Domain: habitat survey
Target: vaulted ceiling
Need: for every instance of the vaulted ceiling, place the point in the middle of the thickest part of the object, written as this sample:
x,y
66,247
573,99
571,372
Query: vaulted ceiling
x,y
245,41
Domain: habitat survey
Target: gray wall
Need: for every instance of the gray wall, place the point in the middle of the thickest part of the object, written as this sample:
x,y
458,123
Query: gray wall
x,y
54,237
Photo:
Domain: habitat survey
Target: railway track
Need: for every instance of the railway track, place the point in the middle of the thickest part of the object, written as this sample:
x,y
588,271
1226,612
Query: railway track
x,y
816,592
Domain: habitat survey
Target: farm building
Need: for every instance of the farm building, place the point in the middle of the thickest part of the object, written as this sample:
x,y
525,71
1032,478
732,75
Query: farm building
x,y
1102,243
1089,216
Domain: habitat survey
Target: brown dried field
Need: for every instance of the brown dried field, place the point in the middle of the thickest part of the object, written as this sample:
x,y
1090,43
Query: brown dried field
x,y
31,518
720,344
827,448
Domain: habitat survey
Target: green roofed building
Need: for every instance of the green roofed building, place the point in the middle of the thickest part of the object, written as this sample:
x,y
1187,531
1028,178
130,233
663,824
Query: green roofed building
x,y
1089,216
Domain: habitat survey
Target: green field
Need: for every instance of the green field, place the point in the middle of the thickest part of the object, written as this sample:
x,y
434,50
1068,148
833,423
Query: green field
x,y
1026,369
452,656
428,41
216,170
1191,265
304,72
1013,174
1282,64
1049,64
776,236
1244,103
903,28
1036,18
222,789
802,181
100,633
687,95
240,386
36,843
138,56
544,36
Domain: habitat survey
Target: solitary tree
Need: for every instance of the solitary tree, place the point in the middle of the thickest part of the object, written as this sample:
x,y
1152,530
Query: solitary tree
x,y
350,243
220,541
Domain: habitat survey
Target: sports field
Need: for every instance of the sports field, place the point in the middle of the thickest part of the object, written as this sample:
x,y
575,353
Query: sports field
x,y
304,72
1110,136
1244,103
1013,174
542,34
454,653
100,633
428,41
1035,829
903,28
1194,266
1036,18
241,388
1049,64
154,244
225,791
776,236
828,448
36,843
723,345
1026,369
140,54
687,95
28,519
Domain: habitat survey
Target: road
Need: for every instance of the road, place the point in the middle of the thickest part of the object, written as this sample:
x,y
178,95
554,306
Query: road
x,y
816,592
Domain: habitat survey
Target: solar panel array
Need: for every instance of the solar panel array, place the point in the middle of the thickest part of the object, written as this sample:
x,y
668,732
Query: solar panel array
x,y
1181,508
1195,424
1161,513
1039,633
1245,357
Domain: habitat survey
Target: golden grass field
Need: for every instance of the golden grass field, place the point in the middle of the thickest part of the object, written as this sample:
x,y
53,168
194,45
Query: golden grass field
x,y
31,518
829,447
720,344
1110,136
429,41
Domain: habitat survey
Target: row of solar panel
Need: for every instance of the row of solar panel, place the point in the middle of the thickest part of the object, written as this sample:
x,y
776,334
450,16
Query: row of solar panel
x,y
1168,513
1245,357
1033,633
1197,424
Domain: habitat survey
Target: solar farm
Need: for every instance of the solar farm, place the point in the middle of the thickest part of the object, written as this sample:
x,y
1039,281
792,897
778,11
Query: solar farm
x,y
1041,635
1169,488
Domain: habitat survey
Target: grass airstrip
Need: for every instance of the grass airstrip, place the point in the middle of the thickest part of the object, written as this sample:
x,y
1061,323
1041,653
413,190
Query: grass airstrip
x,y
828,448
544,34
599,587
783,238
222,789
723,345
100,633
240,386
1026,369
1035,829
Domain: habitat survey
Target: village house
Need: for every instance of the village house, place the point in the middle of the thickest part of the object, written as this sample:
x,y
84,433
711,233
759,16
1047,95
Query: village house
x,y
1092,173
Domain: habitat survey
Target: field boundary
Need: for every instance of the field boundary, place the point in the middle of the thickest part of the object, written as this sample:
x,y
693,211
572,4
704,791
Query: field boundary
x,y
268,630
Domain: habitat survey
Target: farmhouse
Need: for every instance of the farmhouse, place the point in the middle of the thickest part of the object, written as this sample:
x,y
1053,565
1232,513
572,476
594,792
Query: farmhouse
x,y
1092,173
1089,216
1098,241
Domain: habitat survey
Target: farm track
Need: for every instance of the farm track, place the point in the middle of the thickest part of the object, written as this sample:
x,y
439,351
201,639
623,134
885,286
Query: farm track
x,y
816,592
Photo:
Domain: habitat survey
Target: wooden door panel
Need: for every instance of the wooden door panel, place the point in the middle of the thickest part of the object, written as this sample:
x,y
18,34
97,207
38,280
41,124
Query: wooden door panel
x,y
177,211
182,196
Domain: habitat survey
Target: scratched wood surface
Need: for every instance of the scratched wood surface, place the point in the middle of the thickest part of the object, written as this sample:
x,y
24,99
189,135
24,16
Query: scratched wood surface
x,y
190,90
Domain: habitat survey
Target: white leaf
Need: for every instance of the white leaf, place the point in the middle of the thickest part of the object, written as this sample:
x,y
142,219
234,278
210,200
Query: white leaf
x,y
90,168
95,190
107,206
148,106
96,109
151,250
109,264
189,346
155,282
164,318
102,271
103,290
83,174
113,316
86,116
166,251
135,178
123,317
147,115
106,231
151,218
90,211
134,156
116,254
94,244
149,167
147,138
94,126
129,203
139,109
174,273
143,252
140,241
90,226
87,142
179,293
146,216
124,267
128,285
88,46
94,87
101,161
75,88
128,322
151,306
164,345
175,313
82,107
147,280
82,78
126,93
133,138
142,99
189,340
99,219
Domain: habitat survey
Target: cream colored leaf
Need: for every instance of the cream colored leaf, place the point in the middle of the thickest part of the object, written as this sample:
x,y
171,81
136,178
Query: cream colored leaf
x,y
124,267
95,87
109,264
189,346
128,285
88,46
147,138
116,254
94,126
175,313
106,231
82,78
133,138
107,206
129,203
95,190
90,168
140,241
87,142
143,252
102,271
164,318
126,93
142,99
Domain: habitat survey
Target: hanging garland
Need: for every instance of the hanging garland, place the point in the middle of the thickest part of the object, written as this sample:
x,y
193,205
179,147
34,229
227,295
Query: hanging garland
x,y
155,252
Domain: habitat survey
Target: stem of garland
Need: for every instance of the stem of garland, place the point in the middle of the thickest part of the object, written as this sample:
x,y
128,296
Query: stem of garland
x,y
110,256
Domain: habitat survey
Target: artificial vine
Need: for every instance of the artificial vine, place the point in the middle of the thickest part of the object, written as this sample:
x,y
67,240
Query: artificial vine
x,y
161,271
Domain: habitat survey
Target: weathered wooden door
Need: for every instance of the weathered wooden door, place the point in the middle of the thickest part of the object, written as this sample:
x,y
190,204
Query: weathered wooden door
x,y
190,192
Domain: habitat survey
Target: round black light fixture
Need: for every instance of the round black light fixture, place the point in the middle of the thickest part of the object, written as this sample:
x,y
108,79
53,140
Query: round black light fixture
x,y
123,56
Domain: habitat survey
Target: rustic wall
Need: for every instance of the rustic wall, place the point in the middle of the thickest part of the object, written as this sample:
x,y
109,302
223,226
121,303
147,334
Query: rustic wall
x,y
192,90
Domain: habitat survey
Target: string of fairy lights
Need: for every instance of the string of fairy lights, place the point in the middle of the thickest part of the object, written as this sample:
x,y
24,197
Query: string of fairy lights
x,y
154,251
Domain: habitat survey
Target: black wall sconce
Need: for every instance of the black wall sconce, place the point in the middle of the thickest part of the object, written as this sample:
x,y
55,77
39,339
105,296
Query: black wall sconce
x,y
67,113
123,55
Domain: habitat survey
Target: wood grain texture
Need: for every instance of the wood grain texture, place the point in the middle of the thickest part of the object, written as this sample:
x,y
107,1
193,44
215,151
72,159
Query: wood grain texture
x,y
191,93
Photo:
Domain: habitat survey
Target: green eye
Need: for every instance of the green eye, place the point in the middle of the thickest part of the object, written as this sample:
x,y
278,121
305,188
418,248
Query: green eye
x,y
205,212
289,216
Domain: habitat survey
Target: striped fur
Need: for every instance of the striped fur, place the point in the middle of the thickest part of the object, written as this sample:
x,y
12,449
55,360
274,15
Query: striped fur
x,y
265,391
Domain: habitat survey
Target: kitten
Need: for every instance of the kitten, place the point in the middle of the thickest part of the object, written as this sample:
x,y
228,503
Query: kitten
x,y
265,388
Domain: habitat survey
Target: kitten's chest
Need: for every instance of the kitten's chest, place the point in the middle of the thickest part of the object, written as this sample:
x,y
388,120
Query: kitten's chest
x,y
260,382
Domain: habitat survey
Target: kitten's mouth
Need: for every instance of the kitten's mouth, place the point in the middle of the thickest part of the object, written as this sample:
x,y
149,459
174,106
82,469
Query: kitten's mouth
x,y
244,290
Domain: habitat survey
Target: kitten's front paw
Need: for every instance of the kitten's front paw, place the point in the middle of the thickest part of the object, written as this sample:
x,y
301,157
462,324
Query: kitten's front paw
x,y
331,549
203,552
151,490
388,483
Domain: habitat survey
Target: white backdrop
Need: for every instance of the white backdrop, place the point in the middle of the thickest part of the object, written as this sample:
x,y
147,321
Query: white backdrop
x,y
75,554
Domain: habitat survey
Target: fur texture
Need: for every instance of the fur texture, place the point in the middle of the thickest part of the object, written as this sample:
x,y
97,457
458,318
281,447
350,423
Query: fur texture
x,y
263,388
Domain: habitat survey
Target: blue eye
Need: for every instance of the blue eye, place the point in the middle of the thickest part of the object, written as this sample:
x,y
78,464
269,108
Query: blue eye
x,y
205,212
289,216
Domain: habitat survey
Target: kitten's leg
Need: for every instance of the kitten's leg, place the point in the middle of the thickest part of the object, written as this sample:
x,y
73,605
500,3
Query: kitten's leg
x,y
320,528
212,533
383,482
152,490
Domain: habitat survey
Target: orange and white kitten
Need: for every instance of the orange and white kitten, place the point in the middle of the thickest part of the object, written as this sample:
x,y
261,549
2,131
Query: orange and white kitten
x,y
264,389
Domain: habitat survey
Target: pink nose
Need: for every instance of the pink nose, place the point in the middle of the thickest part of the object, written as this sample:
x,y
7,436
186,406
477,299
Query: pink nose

**Task to carry out:**
Pull out every line of the records that contains the string "array", and copy each line in full. Case counts.

**Solution to this exercise:**
Target: solar panel array
Need: for every instance of the solar panel array, place the point in the middle of the thickest part of the object, written as this sample:
Query: solar panel array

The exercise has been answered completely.